What the exercise asks:
Please transcribe all of the records precisely.

···

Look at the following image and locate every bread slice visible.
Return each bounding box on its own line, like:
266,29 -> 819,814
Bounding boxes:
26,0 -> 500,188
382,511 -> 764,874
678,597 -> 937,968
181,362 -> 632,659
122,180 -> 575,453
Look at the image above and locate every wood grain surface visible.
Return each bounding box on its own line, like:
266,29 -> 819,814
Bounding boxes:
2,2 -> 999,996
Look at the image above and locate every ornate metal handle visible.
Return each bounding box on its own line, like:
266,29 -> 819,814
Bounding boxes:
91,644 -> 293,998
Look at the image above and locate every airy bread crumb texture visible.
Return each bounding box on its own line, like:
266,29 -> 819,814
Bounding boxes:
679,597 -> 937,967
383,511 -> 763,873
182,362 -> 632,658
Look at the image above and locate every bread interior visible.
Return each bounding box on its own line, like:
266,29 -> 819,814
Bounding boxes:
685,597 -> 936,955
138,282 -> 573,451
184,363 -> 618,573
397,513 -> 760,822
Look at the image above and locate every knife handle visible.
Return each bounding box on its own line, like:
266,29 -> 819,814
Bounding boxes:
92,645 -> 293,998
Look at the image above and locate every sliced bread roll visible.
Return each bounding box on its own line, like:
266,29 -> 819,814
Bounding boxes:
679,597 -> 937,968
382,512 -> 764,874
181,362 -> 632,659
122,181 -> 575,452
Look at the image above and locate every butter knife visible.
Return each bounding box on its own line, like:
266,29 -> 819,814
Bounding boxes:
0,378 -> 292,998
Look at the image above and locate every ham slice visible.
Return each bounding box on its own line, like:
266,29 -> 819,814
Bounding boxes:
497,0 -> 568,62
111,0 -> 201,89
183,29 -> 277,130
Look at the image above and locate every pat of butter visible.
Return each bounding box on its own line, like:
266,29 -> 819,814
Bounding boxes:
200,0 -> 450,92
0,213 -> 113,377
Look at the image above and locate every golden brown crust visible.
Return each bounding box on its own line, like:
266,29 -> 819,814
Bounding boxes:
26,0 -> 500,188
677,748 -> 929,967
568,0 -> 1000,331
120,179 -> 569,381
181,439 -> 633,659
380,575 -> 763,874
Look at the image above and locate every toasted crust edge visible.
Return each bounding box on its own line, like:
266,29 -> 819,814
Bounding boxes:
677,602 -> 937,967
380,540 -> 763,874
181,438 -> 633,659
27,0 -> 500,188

···

Exercise answer:
Look at the following image and locate every bread slice visible.
Return each bounding box on its own line, like:
266,29 -> 819,814
Bounding boxes:
26,0 -> 500,188
382,511 -> 764,874
678,597 -> 937,968
181,362 -> 632,659
122,180 -> 575,453
Look at the image above and locate every wood grain surface visible.
Return each bounding box on its own line, like:
266,29 -> 819,814
Bounding boxes:
2,2 -> 999,996
Look at the image above and locate every ornate metal handle visible.
Return each bounding box on its own line, like:
266,29 -> 819,814
Bounding boxes:
91,644 -> 293,998
Look at the image above and locate every airy bread crumb texture visible.
Return each bounding box on its own line, like:
266,29 -> 819,814
Bounding boxes:
679,597 -> 937,967
383,511 -> 763,873
182,362 -> 632,658
Look at the image above and locate every bread interior visible.
Return each bounding box on its own line, like:
266,29 -> 819,814
Bounding boxes:
685,597 -> 936,955
138,282 -> 573,451
184,363 -> 618,573
397,513 -> 760,822
Look at the image above and locate every knife handle visible.
Return each bounding box on its own line, like:
266,29 -> 819,814
Bounding boxes:
92,645 -> 293,998
Look at the image above and locate every sliced bread roll visible.
Return each bounding box on its own line, like:
266,29 -> 819,814
Bounding boxes:
679,597 -> 937,968
382,512 -> 764,874
181,362 -> 632,659
122,181 -> 575,452
Look at the image above and locate every butter knife visible.
Return each bounding box on its own line, like:
266,29 -> 819,814
Bounding boxes:
0,378 -> 292,998
Look at the image above and locate every ham slice visible.
Return each bounding box on its own line, like:
266,29 -> 819,814
Bounding boxes:
497,0 -> 568,62
111,0 -> 201,89
183,29 -> 277,130
Look at the image above and locate every pat of butter visible.
Return each bounding box on its own line, like:
266,29 -> 819,814
Bounding boxes:
200,0 -> 450,92
0,213 -> 113,377
Look at the image above and locate every golden brown crust visible.
Return each bounding box on its own line, like:
266,29 -> 819,814
Bounding boxes:
26,0 -> 500,188
677,748 -> 929,967
568,0 -> 1000,331
120,179 -> 569,381
181,439 -> 633,659
380,575 -> 763,874
Look at the image above and locate every toasted crust edge visible.
Return each bounding box on its own line, like:
266,29 -> 819,814
Bounding boxes:
677,602 -> 937,967
380,540 -> 763,874
181,438 -> 633,659
27,0 -> 500,188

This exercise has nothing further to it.